▶ [What is needed] Make an exact copy of the lines below.

▶ [Source material]

::::

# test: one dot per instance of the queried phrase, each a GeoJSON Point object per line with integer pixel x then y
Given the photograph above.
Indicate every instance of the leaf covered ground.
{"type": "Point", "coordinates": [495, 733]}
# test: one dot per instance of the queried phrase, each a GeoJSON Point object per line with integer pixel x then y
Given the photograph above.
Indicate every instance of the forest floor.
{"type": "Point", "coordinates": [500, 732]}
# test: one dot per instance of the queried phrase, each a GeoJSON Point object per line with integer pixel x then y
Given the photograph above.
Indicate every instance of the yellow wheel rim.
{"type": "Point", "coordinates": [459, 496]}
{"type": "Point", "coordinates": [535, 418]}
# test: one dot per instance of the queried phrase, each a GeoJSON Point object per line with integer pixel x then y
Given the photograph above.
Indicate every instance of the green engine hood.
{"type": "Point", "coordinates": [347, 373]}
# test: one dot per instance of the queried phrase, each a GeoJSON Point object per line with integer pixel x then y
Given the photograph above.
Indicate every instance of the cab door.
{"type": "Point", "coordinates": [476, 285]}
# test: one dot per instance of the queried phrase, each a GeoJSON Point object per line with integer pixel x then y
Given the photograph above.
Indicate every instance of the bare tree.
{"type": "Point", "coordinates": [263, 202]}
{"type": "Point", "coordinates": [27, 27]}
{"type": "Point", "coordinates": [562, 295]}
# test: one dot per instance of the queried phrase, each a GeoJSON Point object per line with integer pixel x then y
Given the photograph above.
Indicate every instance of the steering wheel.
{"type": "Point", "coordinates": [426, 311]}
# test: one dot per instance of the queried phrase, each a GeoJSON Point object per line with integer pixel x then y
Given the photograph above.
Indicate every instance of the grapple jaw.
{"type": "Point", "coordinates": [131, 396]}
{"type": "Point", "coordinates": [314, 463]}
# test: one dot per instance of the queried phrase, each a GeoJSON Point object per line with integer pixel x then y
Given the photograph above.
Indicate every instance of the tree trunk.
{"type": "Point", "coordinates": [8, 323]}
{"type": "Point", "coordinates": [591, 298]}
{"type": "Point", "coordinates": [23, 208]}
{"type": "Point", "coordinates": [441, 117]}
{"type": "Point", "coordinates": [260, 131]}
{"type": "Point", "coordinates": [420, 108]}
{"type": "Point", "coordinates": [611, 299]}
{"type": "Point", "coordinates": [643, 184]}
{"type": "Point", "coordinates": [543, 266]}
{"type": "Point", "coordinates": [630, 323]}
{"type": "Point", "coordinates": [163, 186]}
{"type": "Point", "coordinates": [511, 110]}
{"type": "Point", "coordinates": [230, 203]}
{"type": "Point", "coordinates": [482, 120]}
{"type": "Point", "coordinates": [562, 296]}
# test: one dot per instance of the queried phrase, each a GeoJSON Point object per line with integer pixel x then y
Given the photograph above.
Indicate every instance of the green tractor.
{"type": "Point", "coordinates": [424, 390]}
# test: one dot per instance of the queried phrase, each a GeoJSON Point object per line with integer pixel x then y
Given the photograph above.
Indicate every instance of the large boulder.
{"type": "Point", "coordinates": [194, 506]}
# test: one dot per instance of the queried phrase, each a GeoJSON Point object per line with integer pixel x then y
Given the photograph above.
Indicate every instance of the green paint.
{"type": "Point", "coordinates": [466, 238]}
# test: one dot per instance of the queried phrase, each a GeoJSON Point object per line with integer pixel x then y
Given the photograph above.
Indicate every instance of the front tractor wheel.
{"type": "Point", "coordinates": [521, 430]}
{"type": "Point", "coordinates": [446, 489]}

::::

▶ [Solution for this problem]
# test: one dot per instance of the queried phrase, each a GeoJSON Point object per line with integer pixel x then y
Given the photograph above.
Indicate every instance of the leaf covered ground.
{"type": "Point", "coordinates": [495, 733]}
# test: one dot per instance of the queried phrase, each a GeoJSON Point object per line with integer pixel x then y
Given the photograph above.
Indicate every instance of the forest floor.
{"type": "Point", "coordinates": [500, 732]}
# test: one dot per instance of the queried phrase, each a GeoJSON Point object per line with integer pixel x then y
Given the photograph above.
Indicate every instance of the yellow wheel rim.
{"type": "Point", "coordinates": [459, 496]}
{"type": "Point", "coordinates": [535, 418]}
# test: one dot per instance of the queried phrase, each a GeoJSON Point object per line with integer pixel x then y
Given the photograph above.
Indicate every instance of the green engine hood.
{"type": "Point", "coordinates": [347, 373]}
# test: one dot per instance of the queried phrase, each a GeoJSON Point object per line with integer pixel x then y
Given the photograph above.
Indicate every instance of the cab door.
{"type": "Point", "coordinates": [476, 285]}
# test: one dot per instance of the queried phrase, each a GeoJSON Point object per line with integer pixel x then y
Given the photograph above.
Indicate every instance of the bare tree.
{"type": "Point", "coordinates": [263, 202]}
{"type": "Point", "coordinates": [27, 27]}
{"type": "Point", "coordinates": [562, 295]}
# test: one dot per instance of the queried phrase, each a GeoJSON Point object per line with integer pixel x then y
Given the photograph above.
Indicate every instance of the steering wheel.
{"type": "Point", "coordinates": [426, 311]}
# test: one dot per instance of the queried phrase, each a GeoJSON Point object per line with integer pixel x then y
Given the photograph above.
Indicate every instance of the grapple jaw.
{"type": "Point", "coordinates": [131, 396]}
{"type": "Point", "coordinates": [314, 463]}
# test: one dot per instance of the queried phrase, each a GeoJSON Point object per line with integer pixel x then y
Given the photograph above.
Indicate every instance of the tree trunk.
{"type": "Point", "coordinates": [8, 323]}
{"type": "Point", "coordinates": [591, 298]}
{"type": "Point", "coordinates": [23, 208]}
{"type": "Point", "coordinates": [441, 117]}
{"type": "Point", "coordinates": [260, 131]}
{"type": "Point", "coordinates": [420, 108]}
{"type": "Point", "coordinates": [611, 299]}
{"type": "Point", "coordinates": [643, 184]}
{"type": "Point", "coordinates": [543, 266]}
{"type": "Point", "coordinates": [630, 323]}
{"type": "Point", "coordinates": [163, 186]}
{"type": "Point", "coordinates": [511, 110]}
{"type": "Point", "coordinates": [230, 203]}
{"type": "Point", "coordinates": [482, 120]}
{"type": "Point", "coordinates": [562, 296]}
# test: one dot per instance of the queried phrase, each a GeoJSON Point object per line with integer pixel x then y
Given the photograph above.
Indicate every instance of the green tractor.
{"type": "Point", "coordinates": [424, 390]}
# test: one dot per instance of the queried phrase, each a GeoJSON Point object per line with integer pixel x then y
Given the photograph above.
Indicate every instance of the large boulder.
{"type": "Point", "coordinates": [194, 506]}
# test: one dot per instance of the queried phrase, each a GeoJSON Point object per line with integer pixel x then y
Given the photograph above.
Indicate every instance of the green paint.
{"type": "Point", "coordinates": [466, 238]}
# test: one dot per instance of the queried phrase, each a GeoJSON Point object per line with integer pixel x then y
Given the photograph above.
Indicate every instance of the front tractor wheel.
{"type": "Point", "coordinates": [521, 430]}
{"type": "Point", "coordinates": [446, 489]}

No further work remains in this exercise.